TEXTE FOURNI
+ + +

Etude clinique de Phase II en France
Hybrigenics Pharma a conduit en France une étude clinique de Phase II de l’inécalcitol par voie orale chez des patients atteints de leucémie myéloïde chronique (LMC) déjà stabilisée sous traitement oral par imatinib depuis plus de deux ans. Le paramètre quantitatif prédictif de l’efficacité des inhibiteurs de la kinase BCR-ABL comme l’imatinib est la diminution de l’expression du gène de fusion BCR-ABL : une réduction de 3 logs (1000 fois) est appelée réponse moléculaire majeure (RMM) et une réduction de 4,5 logs (31623 fois) réponse moléculaire profonde (RMP). Entre les niveaux de RMM et de RMP, la maladie est considérée comme sous contrôle, mais nécessite une administration quotidienne en continu. Quand le niveau de BCR-ABL se situe en-dessous du niveau de RMP depuis longtemps, la LMC résiduelle est suffisamment minime pour que l’arrêt du traitement puisse être envisagé et la guérison fonctionnelle atteinte chez certains patients.
L’étude clinique de l’inécalcitol s’est focalisée sur des patients souffrant de LMC qui, après au moins deux ans de traitement par imatinib, ont atteint le stade de RMM mais pas encore celui de RMP. L’objectif était de leur faire atteindre le stade de RMP en un an de traitement associant l’inécalcitol et l’imatinib. Vingt-deux patients ont été recrutés au total ; vingt ont suivi le traitement pendant un an. Huit d’entre eux (40%) ont montré une diminution supplémentaire du biomarqueur BCR-ABL au-delà de la RMM et, à l’issue de l’année de traitement, quatre patients (20%) ont montré une réduction supérieure à la RMP, c’est-à-dire des traces indétectables du biomarqueur BCR-ABL. A titre de comparaison, au bout d’un an de traitement sous imatinib seul, la part des patients atteignant le stade de RMP est de seulement 7,5% en moyenne, tel que rapporté de façon cohérente dans deux études indépendantes (Hochhaus et al., Leukemia, 2016 ; Cortes et al., Journal of Clinical Oncology, 2016). L’étude a été coordonnée par le Pr. H.-A. Johnson-Ansah du CHU de Caen.

+ + +

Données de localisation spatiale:
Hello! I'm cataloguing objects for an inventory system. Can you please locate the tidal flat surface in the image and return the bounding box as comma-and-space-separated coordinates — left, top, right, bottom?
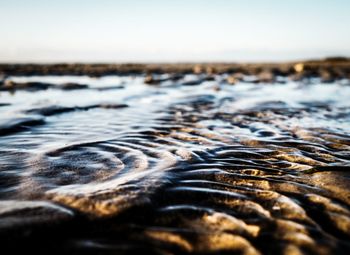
0, 74, 350, 254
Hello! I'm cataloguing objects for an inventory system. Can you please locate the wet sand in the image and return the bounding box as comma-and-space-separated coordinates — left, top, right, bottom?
0, 59, 350, 254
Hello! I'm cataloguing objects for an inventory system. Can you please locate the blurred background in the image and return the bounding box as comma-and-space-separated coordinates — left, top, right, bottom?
0, 0, 350, 63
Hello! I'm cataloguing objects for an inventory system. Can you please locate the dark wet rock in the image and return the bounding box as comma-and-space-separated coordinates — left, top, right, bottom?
320, 70, 336, 83
144, 74, 183, 85
60, 82, 89, 90
26, 105, 76, 116
226, 73, 244, 85
181, 75, 215, 86
0, 116, 45, 136
96, 85, 125, 91
257, 71, 275, 83
0, 80, 54, 91
26, 103, 128, 116
0, 200, 74, 231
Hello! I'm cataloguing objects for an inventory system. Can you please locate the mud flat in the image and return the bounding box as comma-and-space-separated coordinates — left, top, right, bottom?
0, 58, 350, 255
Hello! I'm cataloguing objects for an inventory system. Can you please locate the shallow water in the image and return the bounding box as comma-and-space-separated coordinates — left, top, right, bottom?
0, 75, 350, 254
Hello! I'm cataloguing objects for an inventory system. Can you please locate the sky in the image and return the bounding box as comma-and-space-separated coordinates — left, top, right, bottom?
0, 0, 350, 63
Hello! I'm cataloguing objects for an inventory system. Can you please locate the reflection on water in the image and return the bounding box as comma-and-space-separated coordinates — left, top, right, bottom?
0, 75, 350, 254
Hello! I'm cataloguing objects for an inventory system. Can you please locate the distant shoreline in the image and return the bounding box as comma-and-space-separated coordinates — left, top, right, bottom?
0, 57, 350, 79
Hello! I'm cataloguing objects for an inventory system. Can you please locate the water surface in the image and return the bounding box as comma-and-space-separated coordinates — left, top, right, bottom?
0, 75, 350, 254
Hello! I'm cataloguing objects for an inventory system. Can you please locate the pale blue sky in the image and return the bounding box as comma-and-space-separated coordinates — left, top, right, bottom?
0, 0, 350, 62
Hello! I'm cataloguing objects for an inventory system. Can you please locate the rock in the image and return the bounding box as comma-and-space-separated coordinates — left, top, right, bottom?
60, 83, 89, 90
193, 65, 203, 74
293, 63, 304, 73
257, 71, 275, 83
0, 80, 54, 91
0, 200, 74, 235
226, 73, 244, 85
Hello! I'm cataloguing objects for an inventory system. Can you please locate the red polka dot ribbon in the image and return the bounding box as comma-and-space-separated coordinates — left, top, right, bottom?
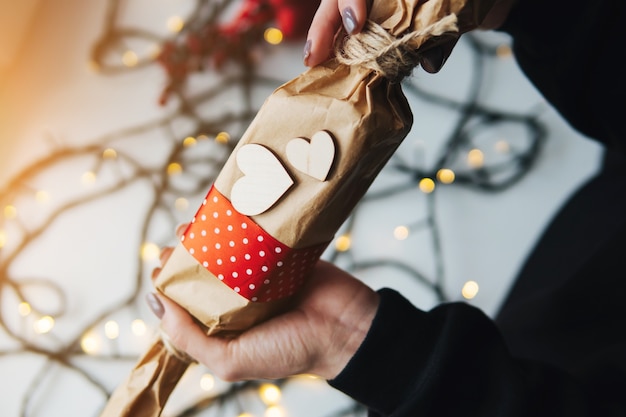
181, 187, 327, 302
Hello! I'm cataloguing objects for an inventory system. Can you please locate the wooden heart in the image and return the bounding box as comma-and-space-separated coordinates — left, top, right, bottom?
286, 130, 335, 181
230, 143, 293, 216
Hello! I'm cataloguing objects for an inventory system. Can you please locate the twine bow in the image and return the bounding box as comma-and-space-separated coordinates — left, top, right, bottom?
335, 14, 459, 83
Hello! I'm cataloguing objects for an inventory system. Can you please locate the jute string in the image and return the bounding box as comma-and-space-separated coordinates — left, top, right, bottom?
335, 14, 459, 82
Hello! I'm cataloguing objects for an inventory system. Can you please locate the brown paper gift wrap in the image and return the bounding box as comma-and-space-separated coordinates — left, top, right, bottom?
101, 0, 495, 417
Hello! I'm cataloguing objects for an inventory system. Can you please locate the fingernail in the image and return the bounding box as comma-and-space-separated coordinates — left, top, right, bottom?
341, 7, 356, 35
146, 292, 165, 318
302, 39, 311, 65
420, 48, 445, 74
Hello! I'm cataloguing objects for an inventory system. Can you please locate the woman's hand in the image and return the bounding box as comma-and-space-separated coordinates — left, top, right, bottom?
148, 224, 379, 381
304, 0, 516, 73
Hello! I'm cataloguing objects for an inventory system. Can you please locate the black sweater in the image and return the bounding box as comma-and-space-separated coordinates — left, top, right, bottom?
329, 0, 626, 417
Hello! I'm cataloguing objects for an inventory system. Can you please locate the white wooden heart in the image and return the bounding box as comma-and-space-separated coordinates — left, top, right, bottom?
286, 130, 335, 181
230, 143, 293, 216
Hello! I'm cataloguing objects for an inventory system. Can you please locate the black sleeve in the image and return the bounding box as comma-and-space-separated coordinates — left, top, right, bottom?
502, 0, 626, 153
329, 289, 623, 417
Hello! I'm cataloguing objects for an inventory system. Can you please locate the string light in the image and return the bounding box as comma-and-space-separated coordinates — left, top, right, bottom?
183, 136, 197, 148
215, 132, 230, 144
263, 28, 283, 45
419, 178, 435, 194
167, 162, 183, 175
461, 281, 479, 300
140, 242, 161, 262
467, 149, 485, 168
335, 234, 352, 252
102, 148, 117, 159
4, 204, 17, 220
496, 44, 513, 58
437, 168, 456, 184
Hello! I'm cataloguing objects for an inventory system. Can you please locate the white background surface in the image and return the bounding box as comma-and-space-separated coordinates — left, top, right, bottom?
0, 0, 599, 417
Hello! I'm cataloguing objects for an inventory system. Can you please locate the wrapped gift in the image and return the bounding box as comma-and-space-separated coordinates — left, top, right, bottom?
102, 0, 495, 417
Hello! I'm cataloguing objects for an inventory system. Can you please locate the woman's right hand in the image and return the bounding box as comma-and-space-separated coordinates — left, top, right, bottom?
304, 0, 516, 73
147, 228, 379, 381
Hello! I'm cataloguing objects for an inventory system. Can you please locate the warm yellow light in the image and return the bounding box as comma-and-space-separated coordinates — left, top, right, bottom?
259, 383, 281, 405
167, 16, 185, 33
167, 162, 183, 175
437, 168, 455, 184
183, 136, 197, 148
215, 132, 230, 144
141, 242, 161, 261
335, 235, 352, 252
263, 28, 283, 45
200, 374, 215, 391
393, 226, 409, 240
102, 148, 117, 159
174, 197, 189, 211
4, 204, 17, 219
104, 320, 120, 340
17, 301, 33, 317
461, 281, 478, 300
80, 333, 102, 355
467, 149, 485, 168
130, 319, 147, 336
122, 51, 139, 67
33, 316, 54, 334
81, 171, 96, 185
419, 178, 435, 194
263, 405, 285, 417
495, 139, 511, 153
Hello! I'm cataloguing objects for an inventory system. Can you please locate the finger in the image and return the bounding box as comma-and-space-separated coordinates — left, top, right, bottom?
304, 0, 368, 67
149, 293, 222, 368
304, 0, 341, 67
152, 268, 161, 281
338, 0, 367, 35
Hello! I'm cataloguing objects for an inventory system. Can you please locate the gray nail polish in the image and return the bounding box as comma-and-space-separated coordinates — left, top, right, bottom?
302, 39, 311, 64
341, 7, 356, 35
146, 292, 165, 318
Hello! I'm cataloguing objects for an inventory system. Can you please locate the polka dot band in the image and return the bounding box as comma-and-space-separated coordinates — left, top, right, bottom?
181, 187, 327, 302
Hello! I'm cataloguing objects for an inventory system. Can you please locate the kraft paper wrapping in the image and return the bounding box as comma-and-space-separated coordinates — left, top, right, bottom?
101, 0, 496, 417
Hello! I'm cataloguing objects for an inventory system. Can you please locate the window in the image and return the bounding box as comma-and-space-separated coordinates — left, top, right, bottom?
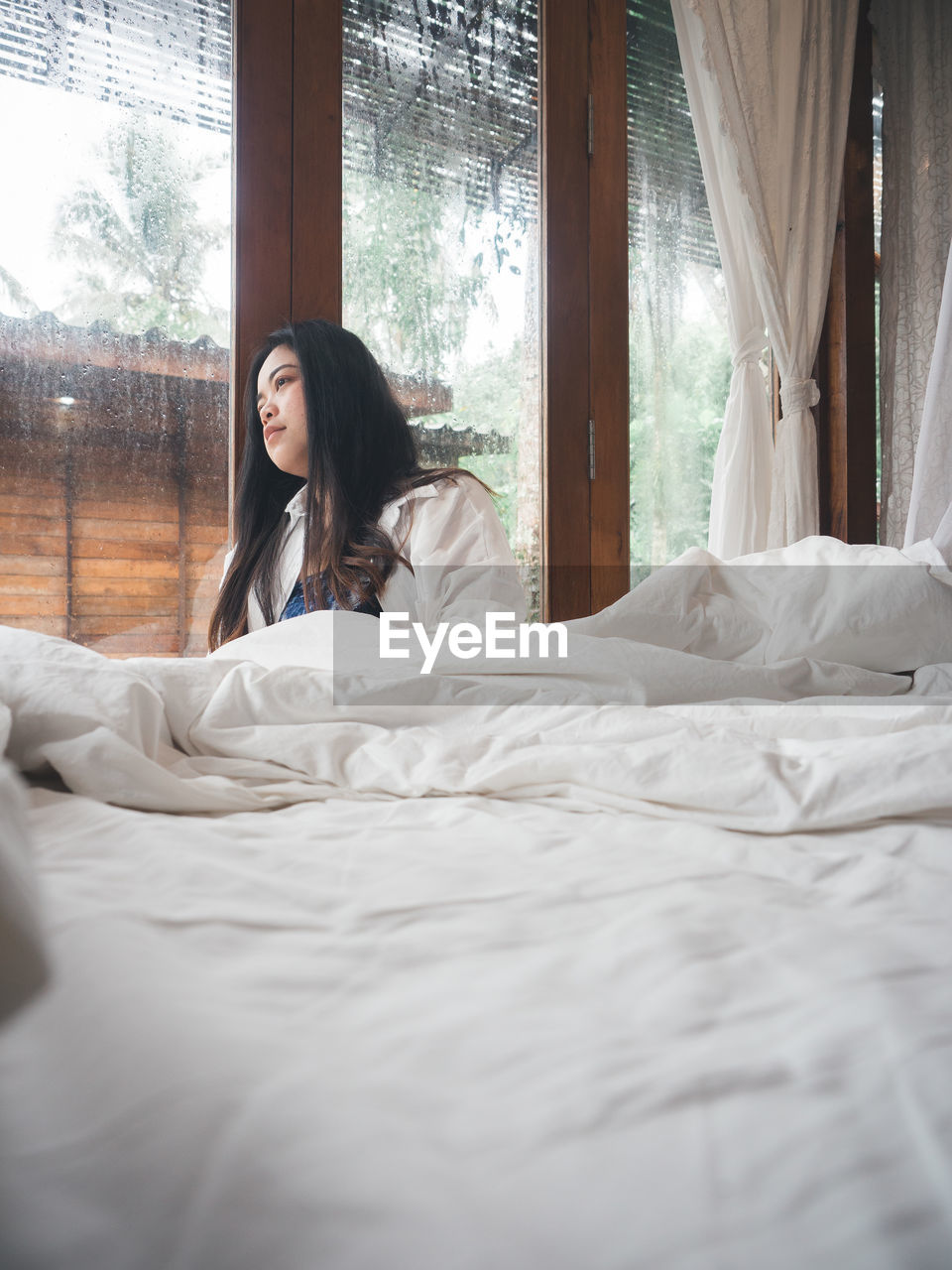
0, 0, 231, 655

+ + +

CONSIGNE
Poursuivez le texte sur l'étude clinique de l'inécalcitol à partir de l'endroit où il s'arrête. Les enregistrements proviennent d'une source différente de celle du texte.

RÉPONSE RÉDIGÉE
Résultats pré-cliniques
L’inécalcitol inhibe la prolifération des cellules souches et des progéniteurs de LMC isolés chez des patients au moment du diagnostic et cultivés in vitro, mais pas celle des cultures de cellules souches et des progéniteurs myéloïdes normaux isolés chez des volontaires sains. De plus, une forte synergie inhibitrice a été observée in vitro en association avec l’imatinib, l’inhibiteur de la tyrosine-kinase BCR-ABL de première génération et traitement de référence de la LMC, tout comme avec le dasatinib ou le nilotinib, deux autres inhibiteurs de la kinase BCR-ABL de génération plus récente.
Description de la maladie
La LMC est une leucémie orpheline de l’adulte. Aux Etats-Unis en 2016, 8.220 nouveaux cas ont été diagnostiqués, un total d’au moins 36.700 patients vivaient avec la maladie et environ 1.070 sont morts de LMC ; le taux de survie à 5 ans est de 63% (LLS Cancer Facts & Figures, 2016). Le nombre annuel de nouveaux cas est estimé à 810 en France (Francim 2013). En Europe, l’incidence est de 1,02 nouveau cas par an pour 100.000 habitants (EuTOS, 2014). La LMC est reconnue réglementairement comme maladie orpheline en Europe, au Japon et aux Etats-Unis.
La leucémie myéloïde chronique est une forme de cancer qui prend naissance dans la moëlle osseuse, puis gagne le sang et envahit d’autres parties du corps, comme la rate. La LMC évolue lentement au début mais, sans traitement, dégénère en phases aiguës (« blastiques ») similaires à la LMA, avec anémie, troubles de la coagulation ou absence de défense contre les infections. La LMC se caractérise par une surproduction de tous les types de globules blancs (sauf les lymphocytes) à partir d’une seule cellule souche initiale qui échappe à toute régulation.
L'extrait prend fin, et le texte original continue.